_Raw records_.
>>>>
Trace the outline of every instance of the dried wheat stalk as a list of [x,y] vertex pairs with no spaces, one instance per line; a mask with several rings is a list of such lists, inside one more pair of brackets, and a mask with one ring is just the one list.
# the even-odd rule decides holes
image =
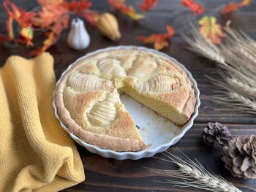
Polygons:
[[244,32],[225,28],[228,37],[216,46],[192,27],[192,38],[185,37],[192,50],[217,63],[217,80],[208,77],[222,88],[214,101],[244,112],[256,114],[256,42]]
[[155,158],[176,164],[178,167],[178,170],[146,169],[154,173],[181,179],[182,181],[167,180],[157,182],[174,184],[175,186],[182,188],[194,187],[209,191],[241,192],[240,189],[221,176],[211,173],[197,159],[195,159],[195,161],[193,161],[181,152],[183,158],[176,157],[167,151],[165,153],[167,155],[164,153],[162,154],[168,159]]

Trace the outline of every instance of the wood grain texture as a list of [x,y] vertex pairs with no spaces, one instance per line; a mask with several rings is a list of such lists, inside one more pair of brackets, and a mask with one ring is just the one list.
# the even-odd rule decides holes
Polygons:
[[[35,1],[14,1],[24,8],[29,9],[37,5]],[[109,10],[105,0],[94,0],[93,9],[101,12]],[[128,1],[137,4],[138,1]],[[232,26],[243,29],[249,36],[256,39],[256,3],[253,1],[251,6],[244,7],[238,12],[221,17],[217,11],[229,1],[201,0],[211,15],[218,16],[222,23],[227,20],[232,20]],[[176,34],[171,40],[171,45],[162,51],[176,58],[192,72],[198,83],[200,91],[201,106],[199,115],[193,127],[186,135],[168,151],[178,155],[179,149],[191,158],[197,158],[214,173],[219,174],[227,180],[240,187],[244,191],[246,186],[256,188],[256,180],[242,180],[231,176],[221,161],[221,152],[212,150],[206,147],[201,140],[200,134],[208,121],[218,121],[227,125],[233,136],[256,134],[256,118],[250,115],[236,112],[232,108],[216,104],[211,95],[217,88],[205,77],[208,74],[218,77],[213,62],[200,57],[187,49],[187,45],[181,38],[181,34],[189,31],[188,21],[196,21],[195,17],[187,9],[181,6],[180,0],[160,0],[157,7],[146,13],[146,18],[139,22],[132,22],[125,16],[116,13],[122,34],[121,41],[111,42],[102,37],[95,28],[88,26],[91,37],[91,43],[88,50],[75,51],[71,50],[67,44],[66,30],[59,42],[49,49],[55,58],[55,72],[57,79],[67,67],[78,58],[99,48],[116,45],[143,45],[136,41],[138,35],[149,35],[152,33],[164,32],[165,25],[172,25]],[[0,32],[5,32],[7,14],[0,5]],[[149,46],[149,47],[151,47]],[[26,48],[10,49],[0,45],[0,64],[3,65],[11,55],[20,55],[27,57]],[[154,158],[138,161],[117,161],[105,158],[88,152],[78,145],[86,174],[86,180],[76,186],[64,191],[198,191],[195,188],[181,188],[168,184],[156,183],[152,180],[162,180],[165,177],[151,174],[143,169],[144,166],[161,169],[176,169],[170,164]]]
<<<<
>>>>
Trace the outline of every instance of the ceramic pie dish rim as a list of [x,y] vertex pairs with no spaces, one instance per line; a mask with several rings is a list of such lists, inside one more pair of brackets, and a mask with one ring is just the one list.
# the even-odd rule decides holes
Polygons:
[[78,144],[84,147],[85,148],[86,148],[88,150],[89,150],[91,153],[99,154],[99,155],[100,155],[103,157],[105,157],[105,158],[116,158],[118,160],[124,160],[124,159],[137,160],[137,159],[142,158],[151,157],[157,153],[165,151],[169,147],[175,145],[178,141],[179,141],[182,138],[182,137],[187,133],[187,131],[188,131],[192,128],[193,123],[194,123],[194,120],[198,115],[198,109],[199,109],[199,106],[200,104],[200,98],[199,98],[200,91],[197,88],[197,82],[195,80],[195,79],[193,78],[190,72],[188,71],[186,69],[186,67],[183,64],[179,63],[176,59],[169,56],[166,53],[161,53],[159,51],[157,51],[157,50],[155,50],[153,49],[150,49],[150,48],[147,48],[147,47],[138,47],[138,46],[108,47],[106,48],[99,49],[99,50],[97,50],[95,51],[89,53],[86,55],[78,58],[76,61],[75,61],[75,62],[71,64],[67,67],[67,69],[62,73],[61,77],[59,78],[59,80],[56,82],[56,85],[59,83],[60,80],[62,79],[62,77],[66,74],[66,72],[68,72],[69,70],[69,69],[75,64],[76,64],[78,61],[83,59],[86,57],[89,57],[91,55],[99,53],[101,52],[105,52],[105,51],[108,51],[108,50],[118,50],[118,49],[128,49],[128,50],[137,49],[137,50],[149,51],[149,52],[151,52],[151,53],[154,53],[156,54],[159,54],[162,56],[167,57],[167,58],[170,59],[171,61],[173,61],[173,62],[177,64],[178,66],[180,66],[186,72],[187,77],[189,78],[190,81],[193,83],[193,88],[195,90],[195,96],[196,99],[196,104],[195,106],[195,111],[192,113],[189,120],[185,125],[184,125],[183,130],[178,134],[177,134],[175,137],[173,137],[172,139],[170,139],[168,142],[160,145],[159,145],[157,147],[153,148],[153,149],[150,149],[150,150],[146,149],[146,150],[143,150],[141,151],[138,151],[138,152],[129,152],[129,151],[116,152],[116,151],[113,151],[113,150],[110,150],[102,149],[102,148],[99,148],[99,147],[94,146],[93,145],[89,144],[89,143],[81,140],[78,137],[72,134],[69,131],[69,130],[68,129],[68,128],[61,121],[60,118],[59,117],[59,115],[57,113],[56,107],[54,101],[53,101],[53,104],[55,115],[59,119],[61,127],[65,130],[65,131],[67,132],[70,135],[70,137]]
<<<<
Copy out each line of the material that contains the word "such". Case counts.

_Full response_.
Trace the outline of every instance of the dried wheat stalk as a list of [x,y] vertex pairs with no spaces, one instance per line; a mask with several rings is a list of such lists, inside one more pair of brackets, and a mask with one ring is just the one list.
Trace the outline of every instance of the wood grain texture as a list of [x,y] vertex pairs with no spaces, one instance per line; a mask with several rings is a list of such lists, inside one more pair of brackets, and a mask with one ring is just the one list.
Trace the outline of every instance of the ceramic pie dish rim as a list of [x,y] vertex pairs with no spaces, one instance per line; a mask with several rings is a list of such lists, inside one more pair of brackets, and a mask with one ring is just the one list.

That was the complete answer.